Task A:
Using the social influence flashcards, explain why people copy others' behavior under informational social influence.

Document text:
Social Influence Flashcards
(84 cards)
What is Social Psychology?
Relationships between people and social influence.
What is Social Influence?
How people affect each other’s behaviour.
What is Conformity?
When a person changes their views, attitudes or beliefs to be in line with the majority.
What is Compliance?
When a person changes their views, attitudes and beliefs only publicly to be in line with the majority.
What is Internalisation?
When a person changes their views, attitudes and beliefs publicly and privately to be in line with the majority.
What is Identification?
When a person associates themselves with another person/group, adopting their views, attitudes and beliefs.
What are the explanations for conformity?
Normative and Informational Social Influence
What is Normative Social Influence?
When people copy behaviour because they have the desire to fit in and not be ridiculed. This leads to compliance.
What is Informational Social Influence?
When a situation is ambiguous, people copy behaviour because they have a desire to be confident and correct and avoid judgement so rely on the opinion of others. This leads to internalisation.
Advantages of explanations for conformity. (3)

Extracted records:
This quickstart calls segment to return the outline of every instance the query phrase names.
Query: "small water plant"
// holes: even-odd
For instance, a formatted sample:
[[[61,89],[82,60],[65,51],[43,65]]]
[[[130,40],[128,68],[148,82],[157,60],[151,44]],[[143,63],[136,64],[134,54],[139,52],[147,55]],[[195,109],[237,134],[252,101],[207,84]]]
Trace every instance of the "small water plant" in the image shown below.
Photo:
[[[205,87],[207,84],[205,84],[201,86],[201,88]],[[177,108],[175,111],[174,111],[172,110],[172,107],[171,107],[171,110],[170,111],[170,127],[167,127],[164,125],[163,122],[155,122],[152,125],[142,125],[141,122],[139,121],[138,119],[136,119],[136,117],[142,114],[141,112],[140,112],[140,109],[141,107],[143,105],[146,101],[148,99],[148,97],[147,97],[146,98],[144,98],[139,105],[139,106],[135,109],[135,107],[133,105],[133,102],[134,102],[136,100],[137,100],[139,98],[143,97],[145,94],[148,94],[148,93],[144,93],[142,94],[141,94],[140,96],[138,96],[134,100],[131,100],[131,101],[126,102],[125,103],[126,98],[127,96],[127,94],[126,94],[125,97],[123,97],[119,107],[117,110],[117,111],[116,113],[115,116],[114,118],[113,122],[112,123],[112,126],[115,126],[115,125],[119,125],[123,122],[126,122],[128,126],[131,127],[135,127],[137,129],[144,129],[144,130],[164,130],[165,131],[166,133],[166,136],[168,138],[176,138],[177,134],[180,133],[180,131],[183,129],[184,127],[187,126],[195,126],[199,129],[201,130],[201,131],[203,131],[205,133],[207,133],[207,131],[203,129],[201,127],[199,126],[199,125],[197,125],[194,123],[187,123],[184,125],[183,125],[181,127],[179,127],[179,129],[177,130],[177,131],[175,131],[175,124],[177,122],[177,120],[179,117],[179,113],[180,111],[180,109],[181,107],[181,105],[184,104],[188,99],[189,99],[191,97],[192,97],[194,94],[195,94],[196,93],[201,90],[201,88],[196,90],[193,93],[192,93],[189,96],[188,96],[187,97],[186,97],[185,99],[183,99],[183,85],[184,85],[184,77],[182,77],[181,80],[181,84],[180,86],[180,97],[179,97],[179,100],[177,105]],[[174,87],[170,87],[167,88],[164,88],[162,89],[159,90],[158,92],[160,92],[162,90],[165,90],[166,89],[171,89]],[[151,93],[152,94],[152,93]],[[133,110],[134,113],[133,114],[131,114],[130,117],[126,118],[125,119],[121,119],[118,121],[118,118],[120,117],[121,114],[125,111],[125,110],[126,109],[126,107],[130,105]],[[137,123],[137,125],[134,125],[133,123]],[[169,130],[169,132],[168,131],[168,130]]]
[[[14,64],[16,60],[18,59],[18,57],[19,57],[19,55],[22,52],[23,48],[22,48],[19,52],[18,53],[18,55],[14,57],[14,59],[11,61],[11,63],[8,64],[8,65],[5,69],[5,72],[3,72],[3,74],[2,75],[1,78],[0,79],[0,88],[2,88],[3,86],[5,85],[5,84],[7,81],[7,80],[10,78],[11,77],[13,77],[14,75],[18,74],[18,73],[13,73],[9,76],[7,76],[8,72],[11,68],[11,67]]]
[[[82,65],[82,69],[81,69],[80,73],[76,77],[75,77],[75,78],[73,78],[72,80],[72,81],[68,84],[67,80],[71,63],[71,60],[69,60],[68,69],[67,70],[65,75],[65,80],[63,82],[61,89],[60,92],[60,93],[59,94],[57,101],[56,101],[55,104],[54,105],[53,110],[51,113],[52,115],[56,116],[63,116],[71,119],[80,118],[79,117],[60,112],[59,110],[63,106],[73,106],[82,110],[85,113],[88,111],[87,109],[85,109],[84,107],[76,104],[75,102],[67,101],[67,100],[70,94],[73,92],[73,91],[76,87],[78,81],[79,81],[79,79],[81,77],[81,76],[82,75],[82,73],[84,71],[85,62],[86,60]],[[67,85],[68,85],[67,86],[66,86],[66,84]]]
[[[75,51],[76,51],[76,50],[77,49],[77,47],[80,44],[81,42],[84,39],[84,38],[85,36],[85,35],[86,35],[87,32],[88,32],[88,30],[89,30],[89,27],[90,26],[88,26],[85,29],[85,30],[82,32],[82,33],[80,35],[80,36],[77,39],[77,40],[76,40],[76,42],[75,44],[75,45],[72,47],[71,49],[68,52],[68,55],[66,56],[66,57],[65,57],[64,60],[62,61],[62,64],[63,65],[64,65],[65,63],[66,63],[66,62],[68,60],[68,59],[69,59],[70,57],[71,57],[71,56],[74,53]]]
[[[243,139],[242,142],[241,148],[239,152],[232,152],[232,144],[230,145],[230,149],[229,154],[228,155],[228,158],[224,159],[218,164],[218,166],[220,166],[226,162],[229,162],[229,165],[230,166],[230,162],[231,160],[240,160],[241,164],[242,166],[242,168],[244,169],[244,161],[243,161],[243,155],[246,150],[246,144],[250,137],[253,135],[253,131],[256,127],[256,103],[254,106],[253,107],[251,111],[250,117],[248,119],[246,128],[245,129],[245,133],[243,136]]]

Task B:
Find each line of the records that contains the word "every", and copy those lines.

Expected output A:
When a situation is ambiguous, people want to be confident and correct and to avoid judgement, so they rely on the opinion of others and copy their behavior. This leads to internalisation.

Expected output B:
This quickstart calls segment to return the outline of every instance the query phrase names.
Trace every instance of the "small water plant" in the image shown below.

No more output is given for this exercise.